Reproduce the listing below character for character; drop every image.

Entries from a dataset
(begin)

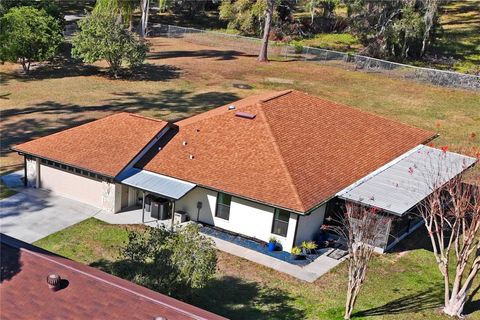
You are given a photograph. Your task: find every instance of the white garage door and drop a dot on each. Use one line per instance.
(71, 185)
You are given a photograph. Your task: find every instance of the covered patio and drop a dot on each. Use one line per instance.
(158, 195)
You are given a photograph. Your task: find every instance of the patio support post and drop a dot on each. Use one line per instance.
(25, 181)
(37, 168)
(143, 206)
(173, 213)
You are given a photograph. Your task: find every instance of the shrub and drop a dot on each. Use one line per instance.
(296, 251)
(101, 37)
(173, 263)
(28, 34)
(309, 246)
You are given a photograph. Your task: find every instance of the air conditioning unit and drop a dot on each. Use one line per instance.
(159, 210)
(180, 217)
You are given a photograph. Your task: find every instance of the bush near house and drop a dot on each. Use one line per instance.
(402, 285)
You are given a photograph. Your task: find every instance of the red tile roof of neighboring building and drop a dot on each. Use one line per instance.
(90, 293)
(103, 146)
(297, 152)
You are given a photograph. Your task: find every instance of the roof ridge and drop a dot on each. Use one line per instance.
(142, 116)
(80, 125)
(280, 156)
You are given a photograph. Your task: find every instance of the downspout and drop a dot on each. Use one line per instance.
(143, 207)
(37, 166)
(173, 214)
(25, 182)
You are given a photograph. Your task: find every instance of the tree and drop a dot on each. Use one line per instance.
(263, 55)
(246, 16)
(397, 28)
(326, 6)
(50, 7)
(362, 229)
(102, 38)
(28, 34)
(124, 9)
(451, 214)
(170, 262)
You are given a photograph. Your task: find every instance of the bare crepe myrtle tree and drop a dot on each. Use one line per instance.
(263, 55)
(362, 229)
(451, 214)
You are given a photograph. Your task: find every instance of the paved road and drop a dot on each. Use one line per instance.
(33, 214)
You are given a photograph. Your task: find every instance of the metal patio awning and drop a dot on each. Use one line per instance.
(156, 183)
(407, 180)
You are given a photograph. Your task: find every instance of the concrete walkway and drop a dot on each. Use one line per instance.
(309, 273)
(33, 214)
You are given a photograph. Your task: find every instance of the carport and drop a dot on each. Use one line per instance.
(399, 186)
(157, 185)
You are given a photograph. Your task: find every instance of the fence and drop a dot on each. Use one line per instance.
(344, 60)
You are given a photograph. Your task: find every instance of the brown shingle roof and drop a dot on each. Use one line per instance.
(104, 146)
(298, 151)
(90, 294)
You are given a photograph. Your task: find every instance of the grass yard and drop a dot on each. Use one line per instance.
(403, 285)
(182, 79)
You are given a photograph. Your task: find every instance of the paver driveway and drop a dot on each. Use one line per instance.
(33, 214)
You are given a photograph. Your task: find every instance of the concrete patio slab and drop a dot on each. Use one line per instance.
(33, 214)
(13, 179)
(309, 273)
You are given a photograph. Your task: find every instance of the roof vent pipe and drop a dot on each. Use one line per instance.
(53, 281)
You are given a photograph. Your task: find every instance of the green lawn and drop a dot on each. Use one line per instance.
(402, 285)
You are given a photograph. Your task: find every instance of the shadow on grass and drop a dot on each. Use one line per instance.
(417, 240)
(417, 302)
(216, 54)
(235, 298)
(232, 297)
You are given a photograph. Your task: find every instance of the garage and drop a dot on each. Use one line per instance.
(71, 185)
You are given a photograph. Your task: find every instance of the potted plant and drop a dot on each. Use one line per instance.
(296, 253)
(309, 246)
(272, 244)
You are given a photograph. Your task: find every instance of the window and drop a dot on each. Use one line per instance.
(223, 206)
(280, 222)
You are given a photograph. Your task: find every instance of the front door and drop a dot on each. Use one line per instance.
(124, 196)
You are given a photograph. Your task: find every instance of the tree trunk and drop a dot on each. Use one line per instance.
(454, 307)
(144, 21)
(263, 56)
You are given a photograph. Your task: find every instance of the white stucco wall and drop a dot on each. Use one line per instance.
(310, 224)
(246, 217)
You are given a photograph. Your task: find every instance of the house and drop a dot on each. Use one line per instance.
(84, 292)
(269, 165)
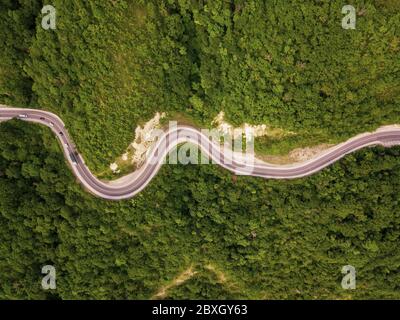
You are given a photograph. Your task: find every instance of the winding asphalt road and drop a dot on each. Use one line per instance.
(132, 184)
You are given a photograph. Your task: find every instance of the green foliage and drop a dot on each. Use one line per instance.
(270, 239)
(110, 65)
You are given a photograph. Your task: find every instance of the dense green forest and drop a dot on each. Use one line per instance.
(110, 65)
(263, 238)
(289, 64)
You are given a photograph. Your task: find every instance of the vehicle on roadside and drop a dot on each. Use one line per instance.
(73, 158)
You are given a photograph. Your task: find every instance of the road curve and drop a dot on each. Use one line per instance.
(137, 181)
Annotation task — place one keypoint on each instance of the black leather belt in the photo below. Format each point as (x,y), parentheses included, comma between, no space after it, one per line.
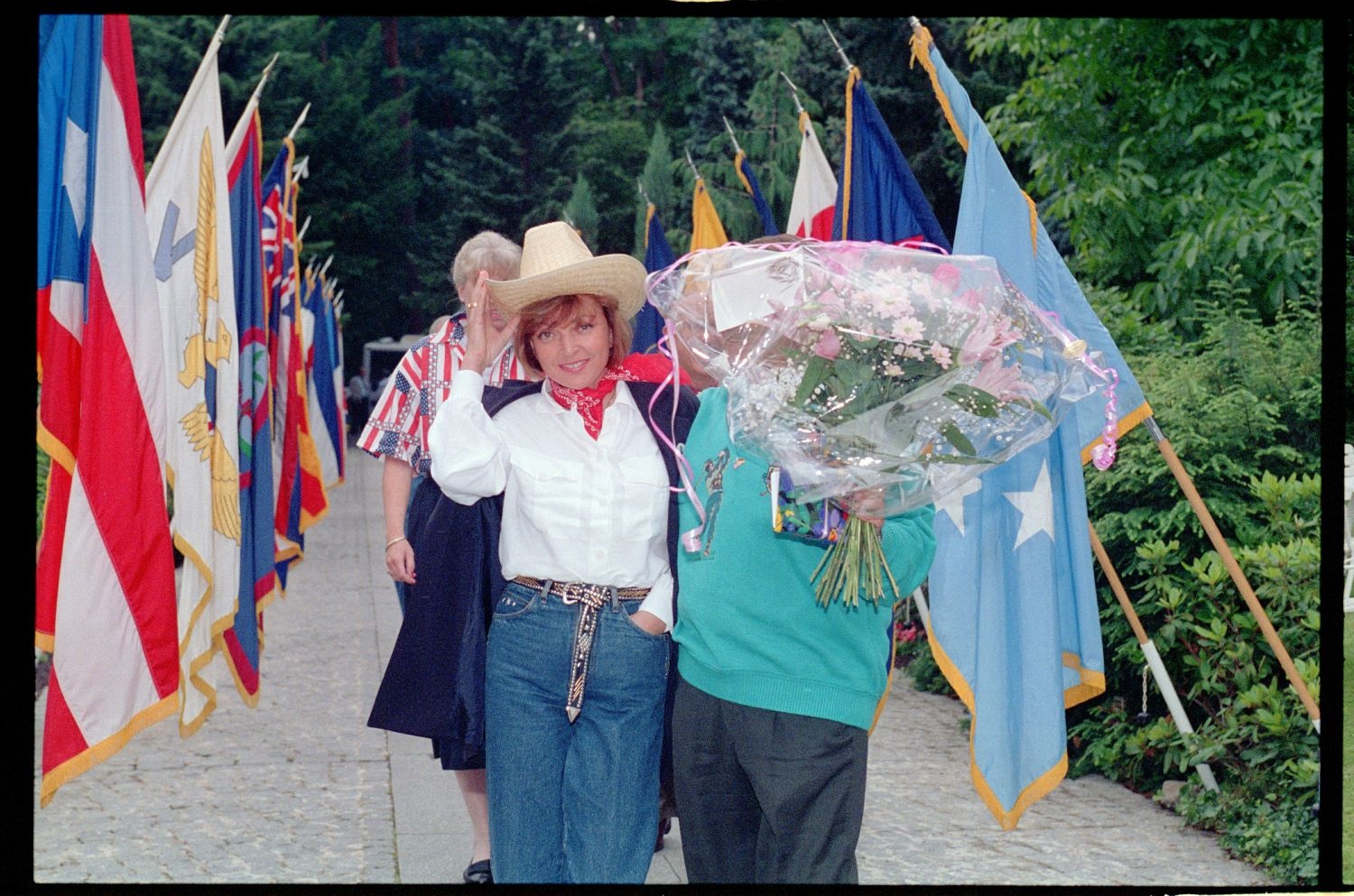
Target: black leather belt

(end)

FINISHED EXERCISE:
You are given a photograph. Your task: find every instance of the white garage door and drop a dot on each. Use one line per instance.
(71, 185)
You are given a photograph. Your task: find every instance of the covered patio and drop a dot on each. Use one line per instance.
(158, 195)
You are given a photograph. Your task: find every instance of the patio support post and drop a dot on each. Use one line per instance.
(25, 181)
(37, 168)
(143, 206)
(173, 213)
You are given a photograph. Your task: find every instance of the shrub and drop a dot on each. Use one line per instance.
(296, 251)
(101, 37)
(173, 263)
(28, 34)
(309, 246)
You are given a photograph. Your task: find every instance of the air conditioning unit and drop a dot on each. Use one line per instance.
(159, 210)
(180, 217)
You are given a photograph. Your task: find every instance of the bush near house and drop a dot on each. Use one line per instance.
(402, 285)
You are given a photograph. Your task: find every instance of the red tile roof of neighboring building and drop a dot on each. Use one line per instance.
(90, 293)
(103, 146)
(297, 152)
You are given a photograph. Your task: find every instance of the roof ridge and drop a dot on each. Use one line per instance.
(142, 116)
(80, 125)
(280, 156)
You are given a photograph. Your task: find every instance of the downspout and drop a dot on each. Use one line per instance.
(143, 207)
(37, 166)
(173, 214)
(25, 182)
You are given a photograph. Your task: find every instance of the tree and drop a dot on each. Use one line per instance.
(263, 55)
(246, 16)
(397, 28)
(326, 6)
(50, 7)
(362, 229)
(102, 38)
(28, 34)
(124, 9)
(451, 214)
(170, 262)
You are given a photograph. Your task: find every instance of the bare crepe myrtle tree and drop a dot on each. Use one line per instance.
(263, 55)
(362, 229)
(451, 214)
You are given a photograph. Your task: find every instance of the paved road and drop a dot on each. Use one line per instance.
(33, 214)
You are given a photograph. Your task: find every instance of the metal patio awning and drop a dot on each. Use one line per instance.
(156, 183)
(407, 180)
You are given a photograph. Your task: find every instance of the concrete walkway and drop a dot on each. Use one line per instance.
(309, 273)
(33, 214)
You are given a photograph. Your task: find every instance of the carport and drop a dot on each. Use one line per instance.
(399, 186)
(157, 185)
You are given a photograph. Your task: find every instance of the fence and drop a dot on each. Use one line per instance.
(344, 60)
You are given a photograph. Your task: find every instance of the brown shingle roof and drop a dot on each. Use one line per instance.
(104, 146)
(298, 151)
(90, 294)
You are given a photograph. Your task: find every instance of the grass yard and drop a dot on each. Use one line per instance.
(403, 285)
(182, 79)
You are given a photograph. Your task: find every instance of the paver driveway and drop a dot on each. Use one line per instance.
(33, 214)
You are given a photograph. Your task: find every instance of the concrete patio slab and drop a dot on each. Use one line per instance.
(33, 214)
(13, 179)
(309, 273)
You are given a photograph. Your task: find every instance of the roof vent pipe and drop a dot on each. Use one line per instance.
(53, 281)
You are given a photograph. Your task: find every instance of the green lawn and drop a dot on each. Use one line per instance.
(402, 285)
You are given a photograph. Your task: find every instance of the shadow on grass and drop a dot on each. Use one line per instance.
(417, 240)
(417, 302)
(216, 54)
(235, 298)
(232, 297)
You are given a photograph. Your task: find every instance of the garage and drop a dot on each. Use one line per instance.
(71, 185)
You are given a photograph. Your task: find every instance of the potted plant and drop a dot on each. Use one line per instance.
(296, 253)
(309, 246)
(272, 244)
You are given a photograph. Your task: find every instance of the window and drop a dot on each. Use one line per instance.
(223, 206)
(280, 222)
You are given a photograph. Your task: find every instance of the front door and drop a dot on each. Use one line per instance.
(124, 196)
You are given a photograph. Your task: find every instance of the tree trunk and drop a dot on each. Use one line per instance.
(454, 307)
(144, 21)
(263, 56)
You are given a photograph. Your task: find every instance of the white stucco wall and drop a dot on each. Use one line per instance.
(310, 224)
(246, 217)
You are given a photograph. Your task: find every instance of the house and drop a dot on each. Use one line per instance.
(84, 292)
(269, 165)
You are given a photograph. Your task: find every instance of the winding asphalt road and drop a dot on each. Use one line per instance.
(132, 184)
You are given a photograph. Your task: find every instance of the green foliage and drop a dot on each. Use one line per instance.
(270, 239)
(110, 65)
You are given a photograph. Your task: find every instance of the dense green forest and drop a dot on each. Use one line per instance.
(110, 65)
(263, 238)
(289, 64)
You are given a photograph. Your task: find every instance of the vehicle on roadside and drop a dot on each. Use one line per instance.
(73, 158)
You are given a photograph. Your task: find every instance of the road curve and drop a dot on each. Use one line per instance.
(137, 181)
Annotation task — place one keypoint on each instance of the black leather belt in the photo below. Format each point as (x,y), parentheses included, comma between, no space after it, one per line.
Target: black leather belt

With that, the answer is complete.